--- Start SELECTED TEXT ---

As filed with the Securities and Exchange Commission on May 8, 2018

Registration No. 333-                  

 

 

UNITED STATES

SECURITIES AND EXCHANGE COMMISSION

Washington, D.C. 20549

 


 

FORM S-8

REGISTRATION STATEMENT UNDER THE SECURITIES ACT OF 1933

 


 

AETERNA ZENTARIS INC.

(Exact name of registrant as specified in its charter)

 

Canada
(State or other jurisdiction of incorporation or organization)

 

Not Applicable
(I.R.S. Employer Identification Number)

 

Aeterna Zentaris Inc.
315 Sigma Drive, Suite 302D

Summerville, SC 29483

(843) 900-3223

(Address of Principal Executive Offices)

 

2018 Long-Term Incentive Plan

(Full title of the plan)

 

Michael V. Ward

President and Chief Executive Officer

Aeterna Zentaris Inc.
315 Sigma Drive, Suite 302D

Summerville, SC 29483

(Name and address of agent for service)

 

(843) 900-3223

(Telephone number, including area code, of agent for service)

 

Indicate by check mark whether the registrant is a large accelerated filer, an accelerated filer, a non-accelerated filer, or a smaller reporting company.  See the definitions of “large accelerated filer,” “accelerated filer” and “smaller reporting company” in Rule 12b-2 of the Exchange Act.

 

Large accelerated filer o

Accelerated filer o

Non-accelerated filer x
(Do not check if a smaller reporting company)

Smaller reporting company o
Emerging growth company o

 

If an emerging growth company, indicate by check mark if the registrant has elected not to use the extended transition period for complying with any new or revised financial standards provided pursuant to Section 7(a)(2)(B) of the Securities Act. o

 

CALCULATION OF REGISTRATION FEE

 

Title of securities
to be registered

 

Amount to be
Registered(1)

 

Proposed maximum
offering price
per share (2)

 

Proposed maximum
aggregate offering
price (2)

 

Amount of
registration fee

 

Common Shares, without par or nominal value

 

999,050 shares

 

$

1.89

 

$

1,888,205

 

$

235.09

 

(1)                   Pursuant to Rule 416(a) of the Securities Act of 1933, as amended, this Registration Statement also covers an indeterminable number of additional common shares that may become issuable pursuant to terms designed to prevent dilution resulting from share splits, share dividends or similar events. In addition, all common shares of the Registrant carry rights to purchase additional common shares pursuant to the Shareholder Rights Plan Agreement between the Registrant and Computershare Trust Company of Canada. Such purchase rights are attached to and trade with the common shares. Value attributable to such rights, if any, is reflected in the market price of the common shares.

--- End SELECTED TEXT ---
--- Start RECORDS SHOWN ---

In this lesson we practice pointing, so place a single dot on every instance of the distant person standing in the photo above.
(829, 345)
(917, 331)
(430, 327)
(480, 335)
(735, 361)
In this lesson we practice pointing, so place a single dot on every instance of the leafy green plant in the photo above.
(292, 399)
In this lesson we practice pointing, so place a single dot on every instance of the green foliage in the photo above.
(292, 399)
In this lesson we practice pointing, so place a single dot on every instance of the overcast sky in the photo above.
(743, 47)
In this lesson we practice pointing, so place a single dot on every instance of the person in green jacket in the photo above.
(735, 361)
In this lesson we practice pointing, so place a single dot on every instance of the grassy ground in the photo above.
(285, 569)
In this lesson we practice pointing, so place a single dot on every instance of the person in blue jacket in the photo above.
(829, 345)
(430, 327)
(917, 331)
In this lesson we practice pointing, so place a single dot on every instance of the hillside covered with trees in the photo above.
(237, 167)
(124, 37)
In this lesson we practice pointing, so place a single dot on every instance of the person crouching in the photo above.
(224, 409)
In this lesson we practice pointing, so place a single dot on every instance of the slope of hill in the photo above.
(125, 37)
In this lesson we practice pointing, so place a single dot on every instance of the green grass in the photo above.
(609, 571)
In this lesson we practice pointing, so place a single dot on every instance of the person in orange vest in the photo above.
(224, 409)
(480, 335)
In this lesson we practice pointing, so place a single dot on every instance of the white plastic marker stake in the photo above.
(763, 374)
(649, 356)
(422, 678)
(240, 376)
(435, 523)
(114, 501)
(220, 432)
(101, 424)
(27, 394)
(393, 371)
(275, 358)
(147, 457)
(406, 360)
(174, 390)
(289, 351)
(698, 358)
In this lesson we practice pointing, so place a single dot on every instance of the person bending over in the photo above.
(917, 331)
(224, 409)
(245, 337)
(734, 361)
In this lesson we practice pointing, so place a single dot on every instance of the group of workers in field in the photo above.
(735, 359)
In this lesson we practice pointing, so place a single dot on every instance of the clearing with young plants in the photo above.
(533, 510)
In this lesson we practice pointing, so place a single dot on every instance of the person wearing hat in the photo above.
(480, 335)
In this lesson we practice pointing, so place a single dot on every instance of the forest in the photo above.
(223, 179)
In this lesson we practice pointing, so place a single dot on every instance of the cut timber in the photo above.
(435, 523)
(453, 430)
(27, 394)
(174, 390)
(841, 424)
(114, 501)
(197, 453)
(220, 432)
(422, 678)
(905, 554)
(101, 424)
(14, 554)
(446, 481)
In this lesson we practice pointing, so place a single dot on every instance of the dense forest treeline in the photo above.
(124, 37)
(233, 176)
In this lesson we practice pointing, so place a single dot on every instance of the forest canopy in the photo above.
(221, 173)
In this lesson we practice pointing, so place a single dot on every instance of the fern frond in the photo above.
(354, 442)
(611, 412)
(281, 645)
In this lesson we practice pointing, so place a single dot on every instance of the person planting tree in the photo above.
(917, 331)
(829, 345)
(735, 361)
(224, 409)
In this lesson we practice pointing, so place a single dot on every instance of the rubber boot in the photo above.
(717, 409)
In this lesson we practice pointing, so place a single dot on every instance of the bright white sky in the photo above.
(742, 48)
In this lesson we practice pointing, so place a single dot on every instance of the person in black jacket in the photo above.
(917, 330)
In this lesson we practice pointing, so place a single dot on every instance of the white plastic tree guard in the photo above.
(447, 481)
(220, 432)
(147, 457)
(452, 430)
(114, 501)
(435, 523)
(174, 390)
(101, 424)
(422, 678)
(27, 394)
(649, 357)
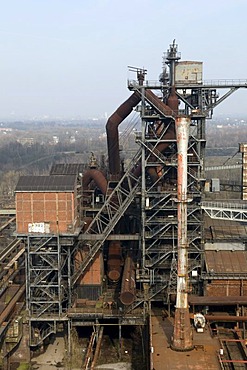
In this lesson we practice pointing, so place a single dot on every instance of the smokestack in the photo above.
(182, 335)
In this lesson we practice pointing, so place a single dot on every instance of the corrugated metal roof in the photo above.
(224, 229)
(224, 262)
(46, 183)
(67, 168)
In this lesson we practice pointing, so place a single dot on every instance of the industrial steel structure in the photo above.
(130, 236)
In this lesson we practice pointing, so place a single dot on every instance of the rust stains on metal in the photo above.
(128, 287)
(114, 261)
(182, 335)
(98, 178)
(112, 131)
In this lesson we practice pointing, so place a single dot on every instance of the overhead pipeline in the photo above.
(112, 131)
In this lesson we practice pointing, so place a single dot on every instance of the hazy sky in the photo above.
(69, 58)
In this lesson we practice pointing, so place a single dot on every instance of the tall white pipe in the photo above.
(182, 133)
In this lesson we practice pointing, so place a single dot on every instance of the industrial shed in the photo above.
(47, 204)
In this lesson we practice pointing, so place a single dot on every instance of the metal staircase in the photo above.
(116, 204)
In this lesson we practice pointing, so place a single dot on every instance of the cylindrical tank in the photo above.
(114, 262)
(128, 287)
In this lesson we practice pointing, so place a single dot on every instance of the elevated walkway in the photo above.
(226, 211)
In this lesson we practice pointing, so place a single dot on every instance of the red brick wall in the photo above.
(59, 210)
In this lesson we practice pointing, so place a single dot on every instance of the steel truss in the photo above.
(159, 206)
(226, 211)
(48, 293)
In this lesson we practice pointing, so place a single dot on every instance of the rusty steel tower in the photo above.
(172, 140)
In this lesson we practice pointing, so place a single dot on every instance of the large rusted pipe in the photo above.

--- End RECORDS SHOWN ---

**WORK TO BE COMPLETED:**
According to the registration statement, how many common shares are being registered? You won't need the items to answer.

**REPLY:**
999,050 shares